◆ **Excerpt**:
+++++

Let me back up a bit. I suppose—no, I know—that each confession is transformational in a way, in that the confessor brings the full power of Christ to not only wash us clean, but with His authority to absolve the sins as though they had never been committed. Think about it for a minute. That’s a mind-boggling gift, to be able to remove all the baggage, big and small, that we accumulate during the many times daily that we stumble and fall. Thank you, Jesus! But, frankly, despite the power and authority under which the priest is ordained and operates--outside any human capacity--he is still a human being. He may be tired, ill, or have other things on his mind distracting him just like the rest of us. And so many experiences in the confessional, though spiritually powerful, are mentally and emotionally lackluster. Every once in a while though, Christ breaks through the hum-drum to reawaken us to the reality of his grace that is conveyed. That happened, for the first time in a long time, yesterday.
As my wife and I sat waiting, I found it incredibly difficult to focus. The pressures of the work week passed and upcoming, and the list of things I needed to do at home, kept crowding in and made it difficult to focus even enough for a quick examination of conscience. As she walked out, she tapped me on the shoulder and mouthed, “That was awesome!” “Hmmm…” I thought. “She’s never said that walking out of confession before.” So I walked in and sat down across from the priest, with only a couple of rather mundane things to confess. Sins, yes, but nothing earth-shattering (or salvation-shattering I guess). It was going to be a quick in-and-out, no problem. Oh boy, was I wrong.
“Hi, I’m father Bill (not his real name). Thanks for coming in. Where are you from?”

+++++

◆ **Problems**:
a) In the excerpt about confession, what did the writer's wife mouth as she walked out?
b) Reproduce the excerpt about confession word for word from "As my wife and" to "was I wrong.".
The lines that come next have nothing to do with the excerpt about confession.

+++++

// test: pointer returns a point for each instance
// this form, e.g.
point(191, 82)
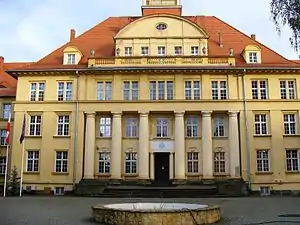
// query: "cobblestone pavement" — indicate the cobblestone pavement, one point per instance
point(77, 211)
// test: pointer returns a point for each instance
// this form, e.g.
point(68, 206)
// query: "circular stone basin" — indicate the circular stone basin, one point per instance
point(156, 213)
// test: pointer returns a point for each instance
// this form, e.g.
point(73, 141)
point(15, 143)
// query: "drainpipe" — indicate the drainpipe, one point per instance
point(248, 149)
point(76, 130)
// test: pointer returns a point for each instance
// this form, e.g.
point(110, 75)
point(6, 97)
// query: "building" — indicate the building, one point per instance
point(160, 97)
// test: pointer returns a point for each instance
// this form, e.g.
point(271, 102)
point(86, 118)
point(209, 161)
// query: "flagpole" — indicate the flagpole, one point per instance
point(6, 170)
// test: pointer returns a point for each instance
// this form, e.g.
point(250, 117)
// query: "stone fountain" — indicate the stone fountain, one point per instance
point(156, 213)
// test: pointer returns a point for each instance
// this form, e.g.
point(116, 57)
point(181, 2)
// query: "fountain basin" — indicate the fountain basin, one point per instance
point(156, 213)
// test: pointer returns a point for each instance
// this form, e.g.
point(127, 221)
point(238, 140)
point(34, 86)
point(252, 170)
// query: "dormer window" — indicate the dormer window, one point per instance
point(71, 58)
point(128, 51)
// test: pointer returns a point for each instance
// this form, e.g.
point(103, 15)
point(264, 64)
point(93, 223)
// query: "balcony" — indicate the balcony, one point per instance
point(161, 61)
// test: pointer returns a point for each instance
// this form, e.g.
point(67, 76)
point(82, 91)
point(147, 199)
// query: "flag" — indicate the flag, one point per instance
point(22, 137)
point(8, 131)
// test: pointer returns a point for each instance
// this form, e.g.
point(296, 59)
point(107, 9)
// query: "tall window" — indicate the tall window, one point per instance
point(219, 90)
point(191, 126)
point(158, 90)
point(130, 90)
point(64, 91)
point(37, 91)
point(192, 90)
point(6, 110)
point(292, 160)
point(289, 121)
point(63, 125)
point(130, 162)
point(131, 127)
point(2, 137)
point(2, 165)
point(33, 158)
point(61, 162)
point(162, 127)
point(219, 162)
point(104, 90)
point(105, 127)
point(263, 164)
point(104, 163)
point(287, 89)
point(193, 162)
point(261, 124)
point(259, 89)
point(35, 125)
point(219, 126)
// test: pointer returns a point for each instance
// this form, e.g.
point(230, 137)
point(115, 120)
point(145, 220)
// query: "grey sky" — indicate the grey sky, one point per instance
point(30, 29)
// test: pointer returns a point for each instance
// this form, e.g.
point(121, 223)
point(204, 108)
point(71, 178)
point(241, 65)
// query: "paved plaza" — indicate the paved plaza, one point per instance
point(77, 211)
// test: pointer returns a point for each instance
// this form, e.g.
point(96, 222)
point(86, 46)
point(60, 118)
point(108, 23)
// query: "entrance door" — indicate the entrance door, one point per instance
point(162, 168)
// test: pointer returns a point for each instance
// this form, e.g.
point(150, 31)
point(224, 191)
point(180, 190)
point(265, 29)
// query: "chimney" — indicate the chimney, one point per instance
point(72, 34)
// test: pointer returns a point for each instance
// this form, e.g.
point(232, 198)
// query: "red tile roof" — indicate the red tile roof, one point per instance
point(101, 39)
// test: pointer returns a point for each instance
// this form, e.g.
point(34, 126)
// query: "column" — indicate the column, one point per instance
point(116, 150)
point(234, 147)
point(89, 145)
point(143, 152)
point(207, 152)
point(179, 146)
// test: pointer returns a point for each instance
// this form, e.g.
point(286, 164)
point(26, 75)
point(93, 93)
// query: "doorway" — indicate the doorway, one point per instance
point(162, 168)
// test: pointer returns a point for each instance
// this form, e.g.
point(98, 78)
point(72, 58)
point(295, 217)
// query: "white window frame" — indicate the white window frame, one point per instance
point(63, 125)
point(35, 159)
point(263, 161)
point(104, 90)
point(61, 164)
point(64, 90)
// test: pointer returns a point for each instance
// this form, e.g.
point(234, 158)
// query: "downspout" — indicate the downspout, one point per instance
point(76, 130)
point(248, 149)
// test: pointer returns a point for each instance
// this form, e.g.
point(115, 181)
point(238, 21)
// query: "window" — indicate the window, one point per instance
point(261, 124)
point(161, 127)
point(191, 126)
point(289, 121)
point(2, 165)
point(71, 58)
point(178, 50)
point(263, 164)
point(35, 125)
point(64, 91)
point(61, 162)
point(219, 93)
point(219, 162)
point(192, 90)
point(128, 51)
point(33, 158)
point(2, 137)
point(194, 50)
point(63, 125)
point(292, 160)
point(161, 50)
point(130, 162)
point(219, 127)
point(104, 163)
point(253, 57)
point(104, 90)
point(287, 89)
point(157, 90)
point(193, 162)
point(6, 110)
point(130, 90)
point(37, 91)
point(144, 51)
point(259, 89)
point(105, 127)
point(131, 127)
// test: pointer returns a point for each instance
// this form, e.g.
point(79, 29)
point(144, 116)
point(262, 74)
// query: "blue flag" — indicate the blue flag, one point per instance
point(22, 137)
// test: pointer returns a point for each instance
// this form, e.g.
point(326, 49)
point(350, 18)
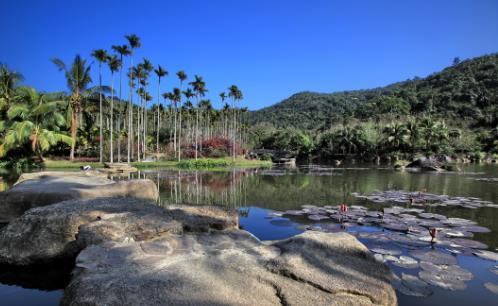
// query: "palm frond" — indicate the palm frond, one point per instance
point(59, 63)
point(19, 111)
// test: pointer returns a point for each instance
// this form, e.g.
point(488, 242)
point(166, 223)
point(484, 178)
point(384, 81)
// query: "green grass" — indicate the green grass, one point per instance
point(203, 163)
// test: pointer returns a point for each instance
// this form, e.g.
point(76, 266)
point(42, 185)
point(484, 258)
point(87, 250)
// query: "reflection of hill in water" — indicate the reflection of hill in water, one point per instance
point(284, 189)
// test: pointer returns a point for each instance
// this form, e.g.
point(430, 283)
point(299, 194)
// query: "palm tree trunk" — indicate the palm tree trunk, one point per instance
point(180, 134)
point(120, 104)
point(196, 128)
point(112, 119)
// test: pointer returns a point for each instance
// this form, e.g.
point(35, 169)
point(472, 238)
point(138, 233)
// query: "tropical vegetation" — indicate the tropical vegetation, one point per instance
point(96, 121)
point(454, 111)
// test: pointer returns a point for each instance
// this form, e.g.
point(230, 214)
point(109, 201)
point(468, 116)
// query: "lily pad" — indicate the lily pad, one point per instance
point(293, 212)
point(395, 227)
point(282, 222)
point(386, 251)
point(487, 255)
point(432, 216)
point(443, 280)
point(317, 217)
point(276, 214)
point(406, 262)
point(469, 243)
point(453, 271)
point(491, 287)
point(434, 256)
point(474, 229)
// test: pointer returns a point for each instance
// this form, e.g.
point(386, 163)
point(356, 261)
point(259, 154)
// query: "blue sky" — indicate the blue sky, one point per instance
point(270, 49)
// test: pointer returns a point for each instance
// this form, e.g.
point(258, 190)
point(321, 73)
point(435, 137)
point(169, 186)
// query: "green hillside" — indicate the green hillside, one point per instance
point(463, 94)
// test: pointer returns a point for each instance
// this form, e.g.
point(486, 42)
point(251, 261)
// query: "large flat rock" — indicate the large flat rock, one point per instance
point(44, 188)
point(230, 268)
point(61, 230)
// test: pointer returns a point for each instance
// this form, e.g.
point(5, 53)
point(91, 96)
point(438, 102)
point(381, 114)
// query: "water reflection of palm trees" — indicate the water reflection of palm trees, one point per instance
point(227, 188)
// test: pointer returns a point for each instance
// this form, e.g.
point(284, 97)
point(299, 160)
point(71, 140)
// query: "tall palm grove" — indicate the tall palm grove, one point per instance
point(106, 123)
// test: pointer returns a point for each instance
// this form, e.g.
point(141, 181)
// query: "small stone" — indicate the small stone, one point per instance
point(491, 287)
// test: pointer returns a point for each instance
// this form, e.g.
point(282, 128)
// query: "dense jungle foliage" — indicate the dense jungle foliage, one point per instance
point(448, 112)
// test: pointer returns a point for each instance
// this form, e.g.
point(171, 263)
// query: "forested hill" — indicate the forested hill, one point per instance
point(467, 90)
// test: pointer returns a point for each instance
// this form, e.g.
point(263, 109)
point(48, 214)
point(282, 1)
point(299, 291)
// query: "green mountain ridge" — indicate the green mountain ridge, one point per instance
point(465, 94)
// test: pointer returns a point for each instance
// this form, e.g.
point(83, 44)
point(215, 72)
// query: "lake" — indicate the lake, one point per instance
point(270, 202)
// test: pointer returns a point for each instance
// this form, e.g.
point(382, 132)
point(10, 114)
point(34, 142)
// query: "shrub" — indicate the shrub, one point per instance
point(218, 147)
point(203, 163)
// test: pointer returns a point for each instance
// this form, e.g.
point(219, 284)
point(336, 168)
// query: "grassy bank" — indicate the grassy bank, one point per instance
point(203, 163)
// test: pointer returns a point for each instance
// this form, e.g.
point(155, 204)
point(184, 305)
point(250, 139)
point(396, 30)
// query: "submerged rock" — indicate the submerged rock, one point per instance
point(451, 277)
point(309, 269)
point(45, 188)
point(413, 286)
point(426, 164)
point(434, 256)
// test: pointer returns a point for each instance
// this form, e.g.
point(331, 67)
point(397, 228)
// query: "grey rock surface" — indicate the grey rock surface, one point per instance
point(45, 188)
point(230, 268)
point(61, 230)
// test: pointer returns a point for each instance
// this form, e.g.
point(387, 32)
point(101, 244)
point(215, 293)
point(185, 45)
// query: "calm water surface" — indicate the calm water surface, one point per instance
point(257, 193)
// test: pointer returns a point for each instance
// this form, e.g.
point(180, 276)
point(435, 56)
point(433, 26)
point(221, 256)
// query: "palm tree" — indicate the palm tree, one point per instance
point(176, 98)
point(147, 67)
point(236, 94)
point(160, 72)
point(37, 122)
point(169, 96)
point(199, 88)
point(182, 76)
point(223, 97)
point(122, 50)
point(78, 78)
point(114, 64)
point(134, 42)
point(101, 56)
point(396, 136)
point(8, 82)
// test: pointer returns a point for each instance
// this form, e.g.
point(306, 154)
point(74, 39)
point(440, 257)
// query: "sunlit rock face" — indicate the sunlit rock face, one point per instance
point(45, 188)
point(61, 230)
point(230, 268)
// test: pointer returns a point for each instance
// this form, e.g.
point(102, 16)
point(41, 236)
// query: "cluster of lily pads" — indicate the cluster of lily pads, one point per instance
point(418, 198)
point(487, 179)
point(403, 239)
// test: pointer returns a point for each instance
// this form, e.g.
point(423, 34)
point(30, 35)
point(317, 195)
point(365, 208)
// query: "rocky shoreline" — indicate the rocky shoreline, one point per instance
point(131, 252)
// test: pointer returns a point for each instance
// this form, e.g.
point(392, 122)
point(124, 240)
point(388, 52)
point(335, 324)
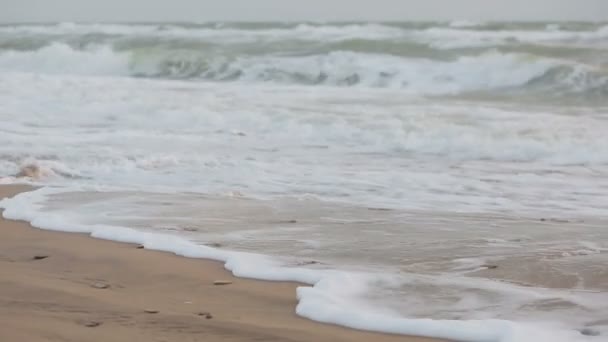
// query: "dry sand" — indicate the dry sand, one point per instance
point(86, 282)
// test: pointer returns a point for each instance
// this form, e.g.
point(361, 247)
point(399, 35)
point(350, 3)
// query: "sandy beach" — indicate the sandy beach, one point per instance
point(69, 287)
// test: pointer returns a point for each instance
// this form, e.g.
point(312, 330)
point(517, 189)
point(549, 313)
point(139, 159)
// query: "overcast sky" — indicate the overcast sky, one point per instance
point(283, 10)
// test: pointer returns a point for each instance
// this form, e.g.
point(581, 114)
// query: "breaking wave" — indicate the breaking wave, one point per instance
point(486, 71)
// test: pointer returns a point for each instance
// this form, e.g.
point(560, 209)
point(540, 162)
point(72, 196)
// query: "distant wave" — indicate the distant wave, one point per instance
point(483, 72)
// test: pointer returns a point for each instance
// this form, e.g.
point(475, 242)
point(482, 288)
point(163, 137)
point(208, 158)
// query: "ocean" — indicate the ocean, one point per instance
point(444, 179)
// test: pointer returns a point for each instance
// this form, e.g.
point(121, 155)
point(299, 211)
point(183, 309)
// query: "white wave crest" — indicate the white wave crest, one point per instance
point(59, 58)
point(414, 76)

+++++

◆ **Answers by task**:
a) "That was awesome!"

b)
As my wife and I sat waiting, I found it incredibly difficult to focus. The pressures of the work week passed and upcoming, and the list of things I needed to do at home, kept crowding in and made it difficult to focus even enough for a quick examination of conscience. As she walked out, she tapped me on the shoulder and mouthed, “That was awesome!” “Hmmm…” I thought. “She’s never said that walking out of confession before.” So I walked in and sat down across from the priest, with only a couple of rather mundane things to confess. Sins, yes, but nothing earth-shattering (or salvation-shattering I guess). It was going to be a quick in-and-out, no problem. Oh boy, was I wrong.